TASK DETAILS
Look through the lines below, find those with the word "blue", and copy them.

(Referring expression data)
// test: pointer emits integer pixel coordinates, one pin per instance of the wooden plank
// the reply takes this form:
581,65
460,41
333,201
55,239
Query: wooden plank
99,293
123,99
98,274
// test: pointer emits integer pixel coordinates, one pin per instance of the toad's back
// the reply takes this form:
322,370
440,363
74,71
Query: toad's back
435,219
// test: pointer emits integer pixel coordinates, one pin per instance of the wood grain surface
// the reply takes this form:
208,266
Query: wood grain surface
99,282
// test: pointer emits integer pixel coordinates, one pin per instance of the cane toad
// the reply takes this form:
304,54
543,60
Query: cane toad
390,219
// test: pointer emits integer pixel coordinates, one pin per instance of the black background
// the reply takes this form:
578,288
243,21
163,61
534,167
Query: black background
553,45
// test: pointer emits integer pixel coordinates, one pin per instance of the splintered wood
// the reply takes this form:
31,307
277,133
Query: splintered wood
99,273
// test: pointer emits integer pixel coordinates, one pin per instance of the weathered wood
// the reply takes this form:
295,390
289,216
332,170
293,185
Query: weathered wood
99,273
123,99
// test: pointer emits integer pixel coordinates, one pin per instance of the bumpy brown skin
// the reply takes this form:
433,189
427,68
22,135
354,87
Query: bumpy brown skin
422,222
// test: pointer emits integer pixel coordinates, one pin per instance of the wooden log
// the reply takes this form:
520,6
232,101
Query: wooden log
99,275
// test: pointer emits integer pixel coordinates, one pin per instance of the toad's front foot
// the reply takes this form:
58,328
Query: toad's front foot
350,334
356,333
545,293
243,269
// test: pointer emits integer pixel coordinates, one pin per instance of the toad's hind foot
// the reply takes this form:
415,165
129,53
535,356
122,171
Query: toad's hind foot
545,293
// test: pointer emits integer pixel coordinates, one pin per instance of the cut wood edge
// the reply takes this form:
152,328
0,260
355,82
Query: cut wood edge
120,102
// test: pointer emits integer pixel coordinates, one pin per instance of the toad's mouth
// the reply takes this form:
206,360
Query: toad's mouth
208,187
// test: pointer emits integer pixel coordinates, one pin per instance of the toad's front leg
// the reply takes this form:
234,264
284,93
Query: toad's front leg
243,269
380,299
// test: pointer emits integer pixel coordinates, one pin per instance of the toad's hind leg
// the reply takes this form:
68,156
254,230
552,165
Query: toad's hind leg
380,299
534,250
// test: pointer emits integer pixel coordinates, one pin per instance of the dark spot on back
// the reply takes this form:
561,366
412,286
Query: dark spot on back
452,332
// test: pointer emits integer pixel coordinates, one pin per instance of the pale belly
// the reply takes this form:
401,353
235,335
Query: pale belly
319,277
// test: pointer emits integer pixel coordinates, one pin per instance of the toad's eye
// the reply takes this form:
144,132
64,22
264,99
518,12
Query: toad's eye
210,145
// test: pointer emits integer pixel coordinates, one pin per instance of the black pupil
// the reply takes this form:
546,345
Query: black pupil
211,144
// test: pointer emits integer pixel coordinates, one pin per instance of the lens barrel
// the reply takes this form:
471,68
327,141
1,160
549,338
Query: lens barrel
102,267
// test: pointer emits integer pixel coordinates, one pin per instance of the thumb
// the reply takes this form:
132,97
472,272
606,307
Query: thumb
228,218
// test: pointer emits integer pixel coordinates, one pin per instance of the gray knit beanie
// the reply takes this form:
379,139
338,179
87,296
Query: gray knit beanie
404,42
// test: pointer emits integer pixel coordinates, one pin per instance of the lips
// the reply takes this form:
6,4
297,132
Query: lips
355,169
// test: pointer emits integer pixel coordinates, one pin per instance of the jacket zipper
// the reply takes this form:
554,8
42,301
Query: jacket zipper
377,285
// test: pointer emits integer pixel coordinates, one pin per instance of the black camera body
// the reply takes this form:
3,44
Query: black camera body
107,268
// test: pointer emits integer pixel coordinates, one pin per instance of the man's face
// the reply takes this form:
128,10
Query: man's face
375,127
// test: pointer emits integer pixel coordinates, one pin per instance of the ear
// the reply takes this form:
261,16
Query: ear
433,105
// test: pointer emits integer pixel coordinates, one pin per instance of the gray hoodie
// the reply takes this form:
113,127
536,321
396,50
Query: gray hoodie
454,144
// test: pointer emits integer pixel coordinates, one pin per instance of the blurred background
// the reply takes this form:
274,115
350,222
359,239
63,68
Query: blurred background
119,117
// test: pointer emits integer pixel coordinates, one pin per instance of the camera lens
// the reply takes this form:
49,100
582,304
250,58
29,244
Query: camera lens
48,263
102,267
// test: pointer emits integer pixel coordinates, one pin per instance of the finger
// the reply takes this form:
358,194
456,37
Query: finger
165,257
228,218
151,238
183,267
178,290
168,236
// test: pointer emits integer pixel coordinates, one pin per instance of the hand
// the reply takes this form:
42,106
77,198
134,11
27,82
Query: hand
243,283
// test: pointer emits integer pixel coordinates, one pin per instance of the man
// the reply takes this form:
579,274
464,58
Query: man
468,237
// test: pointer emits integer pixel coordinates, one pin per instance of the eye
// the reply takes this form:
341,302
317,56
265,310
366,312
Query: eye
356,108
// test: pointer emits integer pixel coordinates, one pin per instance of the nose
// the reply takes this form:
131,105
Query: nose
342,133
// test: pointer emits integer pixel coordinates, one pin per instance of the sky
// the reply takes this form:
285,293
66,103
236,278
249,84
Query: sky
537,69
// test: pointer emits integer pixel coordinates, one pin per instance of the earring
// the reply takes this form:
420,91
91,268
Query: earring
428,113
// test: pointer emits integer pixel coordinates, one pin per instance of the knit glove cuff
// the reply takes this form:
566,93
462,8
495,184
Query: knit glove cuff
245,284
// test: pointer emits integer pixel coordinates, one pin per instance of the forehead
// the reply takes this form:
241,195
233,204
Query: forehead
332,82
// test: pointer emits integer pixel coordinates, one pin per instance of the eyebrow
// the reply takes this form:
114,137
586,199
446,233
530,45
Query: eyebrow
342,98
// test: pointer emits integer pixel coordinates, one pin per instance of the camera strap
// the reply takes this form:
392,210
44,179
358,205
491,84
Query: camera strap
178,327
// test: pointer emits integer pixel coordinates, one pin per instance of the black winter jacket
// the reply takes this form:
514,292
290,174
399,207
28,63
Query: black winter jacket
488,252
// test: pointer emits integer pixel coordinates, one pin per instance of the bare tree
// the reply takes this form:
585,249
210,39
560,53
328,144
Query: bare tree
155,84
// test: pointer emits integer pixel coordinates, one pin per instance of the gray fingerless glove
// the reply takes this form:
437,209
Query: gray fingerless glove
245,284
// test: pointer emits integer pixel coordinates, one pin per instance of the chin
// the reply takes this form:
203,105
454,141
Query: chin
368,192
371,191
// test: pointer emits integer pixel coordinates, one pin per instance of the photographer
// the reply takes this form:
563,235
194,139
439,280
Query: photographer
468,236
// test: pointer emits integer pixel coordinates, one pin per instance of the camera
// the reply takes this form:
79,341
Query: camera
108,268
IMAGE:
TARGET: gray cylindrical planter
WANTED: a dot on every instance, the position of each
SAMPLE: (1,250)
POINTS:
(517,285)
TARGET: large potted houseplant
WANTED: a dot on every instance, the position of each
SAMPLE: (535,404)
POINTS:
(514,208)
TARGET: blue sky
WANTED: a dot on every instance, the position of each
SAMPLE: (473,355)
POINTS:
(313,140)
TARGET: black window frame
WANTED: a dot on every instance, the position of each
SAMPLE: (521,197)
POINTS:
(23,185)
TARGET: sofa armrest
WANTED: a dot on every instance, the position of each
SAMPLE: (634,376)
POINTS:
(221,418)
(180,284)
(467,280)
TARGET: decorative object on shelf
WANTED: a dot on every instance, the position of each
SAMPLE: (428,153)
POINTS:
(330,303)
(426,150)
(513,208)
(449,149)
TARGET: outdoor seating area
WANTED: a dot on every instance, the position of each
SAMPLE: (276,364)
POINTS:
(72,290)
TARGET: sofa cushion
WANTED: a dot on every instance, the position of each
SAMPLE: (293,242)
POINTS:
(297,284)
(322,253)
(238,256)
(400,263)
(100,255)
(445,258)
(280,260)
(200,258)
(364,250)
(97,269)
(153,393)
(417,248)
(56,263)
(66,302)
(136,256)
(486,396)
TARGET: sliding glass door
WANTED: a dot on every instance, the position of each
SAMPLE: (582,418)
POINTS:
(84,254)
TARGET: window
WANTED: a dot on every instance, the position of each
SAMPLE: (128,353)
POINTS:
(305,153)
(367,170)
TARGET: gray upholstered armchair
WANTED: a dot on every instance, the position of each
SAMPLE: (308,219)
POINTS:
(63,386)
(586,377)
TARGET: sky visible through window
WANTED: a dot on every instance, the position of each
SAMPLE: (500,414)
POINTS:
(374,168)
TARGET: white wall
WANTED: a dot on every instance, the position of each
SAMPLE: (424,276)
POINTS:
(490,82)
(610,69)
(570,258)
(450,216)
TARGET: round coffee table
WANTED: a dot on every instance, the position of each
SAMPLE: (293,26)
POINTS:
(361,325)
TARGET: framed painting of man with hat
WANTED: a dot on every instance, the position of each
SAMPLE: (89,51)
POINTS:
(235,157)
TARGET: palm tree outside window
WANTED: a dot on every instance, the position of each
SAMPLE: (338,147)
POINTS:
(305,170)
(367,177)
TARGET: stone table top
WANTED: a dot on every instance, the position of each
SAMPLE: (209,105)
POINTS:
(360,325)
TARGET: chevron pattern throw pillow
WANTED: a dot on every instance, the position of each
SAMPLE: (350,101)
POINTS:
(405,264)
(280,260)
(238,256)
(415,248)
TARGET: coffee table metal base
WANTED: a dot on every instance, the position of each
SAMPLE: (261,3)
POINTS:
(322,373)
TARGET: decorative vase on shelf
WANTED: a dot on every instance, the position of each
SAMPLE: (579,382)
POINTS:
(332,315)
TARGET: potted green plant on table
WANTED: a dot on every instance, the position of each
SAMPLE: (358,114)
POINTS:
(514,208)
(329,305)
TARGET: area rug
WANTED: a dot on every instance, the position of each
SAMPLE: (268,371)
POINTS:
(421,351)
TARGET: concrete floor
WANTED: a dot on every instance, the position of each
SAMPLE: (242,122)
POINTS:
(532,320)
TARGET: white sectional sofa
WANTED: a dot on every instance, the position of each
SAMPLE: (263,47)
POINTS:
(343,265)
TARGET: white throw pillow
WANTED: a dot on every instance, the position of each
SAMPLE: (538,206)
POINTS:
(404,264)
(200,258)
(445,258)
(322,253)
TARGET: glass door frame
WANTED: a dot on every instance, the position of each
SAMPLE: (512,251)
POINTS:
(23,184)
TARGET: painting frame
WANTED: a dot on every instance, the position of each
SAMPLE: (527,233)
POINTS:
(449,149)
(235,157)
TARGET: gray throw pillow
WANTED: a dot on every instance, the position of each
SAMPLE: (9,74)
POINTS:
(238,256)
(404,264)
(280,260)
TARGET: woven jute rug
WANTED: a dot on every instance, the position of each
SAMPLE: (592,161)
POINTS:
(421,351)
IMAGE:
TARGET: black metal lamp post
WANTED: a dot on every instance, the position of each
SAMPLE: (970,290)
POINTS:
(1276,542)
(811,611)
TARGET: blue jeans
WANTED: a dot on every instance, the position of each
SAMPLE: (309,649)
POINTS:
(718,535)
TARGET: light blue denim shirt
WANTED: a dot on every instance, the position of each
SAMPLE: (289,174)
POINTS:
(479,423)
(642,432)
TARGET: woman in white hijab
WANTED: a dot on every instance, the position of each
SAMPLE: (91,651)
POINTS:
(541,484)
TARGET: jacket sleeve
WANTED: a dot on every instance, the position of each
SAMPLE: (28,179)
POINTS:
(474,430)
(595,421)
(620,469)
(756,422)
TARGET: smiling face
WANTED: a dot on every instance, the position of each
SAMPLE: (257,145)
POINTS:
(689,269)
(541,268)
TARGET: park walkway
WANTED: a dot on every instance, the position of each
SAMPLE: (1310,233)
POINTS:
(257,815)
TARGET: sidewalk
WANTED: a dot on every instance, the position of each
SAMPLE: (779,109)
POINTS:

TASK SOLUTION
TARGET: blue sky
TARGET: blue jeans
TARGET: light blue denim shirt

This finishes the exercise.